• Objective
Reproduce the part of the statistical quality control article below that begins at "SQC is a framework" and ends after "make data-driven decisions.".

• Text excerpt
::::::
Let's Talk About Statistics - Introduction to Statistics for Software Quality (No.15 Practical Case Studies of Statistical Quality Control (SQC))
Back to Top
To reach a broader audience, this article has been translated from Japanese.
You can find the original version here.
Introduction: The Grand Finale of Quality Analysis Has Arrived
#"Why aren't defects decreasing?" "Is this process really stable?"
― Can you answer such questions with statistics?
So far, we have learned many analytical methods from a statistical perspective on the theme of software quality.
And now, in Part 15 of "Let's Talk About Statistics," as the culmination of this series, we introduce Statistical Quality Control (SQC: Statistical Quality Control).
SQC is a framework that leverages statistical methods to visualize the quality of processes and deliverables and to continuously improve them.
It is highly useful not only in manufacturing but also in software development and testing for analyzing bug trends and verifying process stability.
"Quality is not a matter of chance, but something to be controlled"—SQC strongly supports this idea.
In this chapter, building on the knowledge we have acquired so far, we explain, with concrete examples, how to apply it to real-world software quality management.
Main SQC Metrics for Practical Use
#"What does it mean to 'visualize quality' in concrete terms?"
It simply means having metrics that allow you to quantitatively grasp the state on the ground.
Instead of relying on subjective intuition or personal experience, you need tools that can make data-driven decisions.
Here, we introduce representative SQC metrics frequently used in software quality management.
They all serve as weapons for "speaking about quality in numbers."
Metric | Example Use |
---|---|
Bug Density | Quantitative quality evaluation (e.g., defects per KLOC) |
Review Defect Rate | Verifying review coverage and effectiveness |
Defect Distribution (Pareto) | Identifying concentrated defect causes |
Hypothesis Testing (t-tests, etc.) | Statistically testing the effectiveness of quality improvement or review process changes |
Regression Analysis (simple, etc.) | Analyzing relationships between test effort or review scope and outcomes to quantitatively assess improvements and design validity |
Metrics should not be mere numbers for reporting but hints that inspire "insight" and "action."
Case 1: Defect Density and Delivery Decisions
#● Background:
#In a certain project (PJ), we introduced "defect density (defects/KLOC)" as the quality criterion to decide whether to approve the final release.
::::::
• Collected data
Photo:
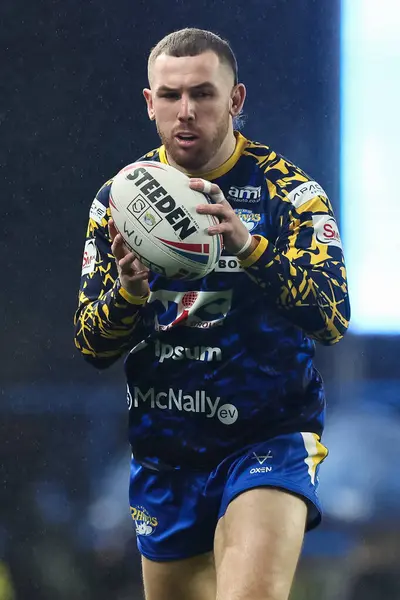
::::::
• Solution for this exercise
SQC is a framework that leverages statistical methods to visualize the quality of processes and deliverables and to continuously improve them.
It is highly useful not only in manufacturing but also in software development and testing for analyzing bug trends and verifying process stability.
"Quality is not a matter of chance, but something to be controlled"—SQC strongly supports this idea.
In this chapter, building on the knowledge we have acquired so far, we explain, with concrete examples, how to apply it to real-world software quality management.
Main SQC Metrics for Practical Use
#"What does it mean to 'visualize quality' in concrete terms?"
It simply means having metrics that allow you to quantitatively grasp the state on the ground.
Instead of relying on subjective intuition or personal experience, you need tools that can make data-driven decisions.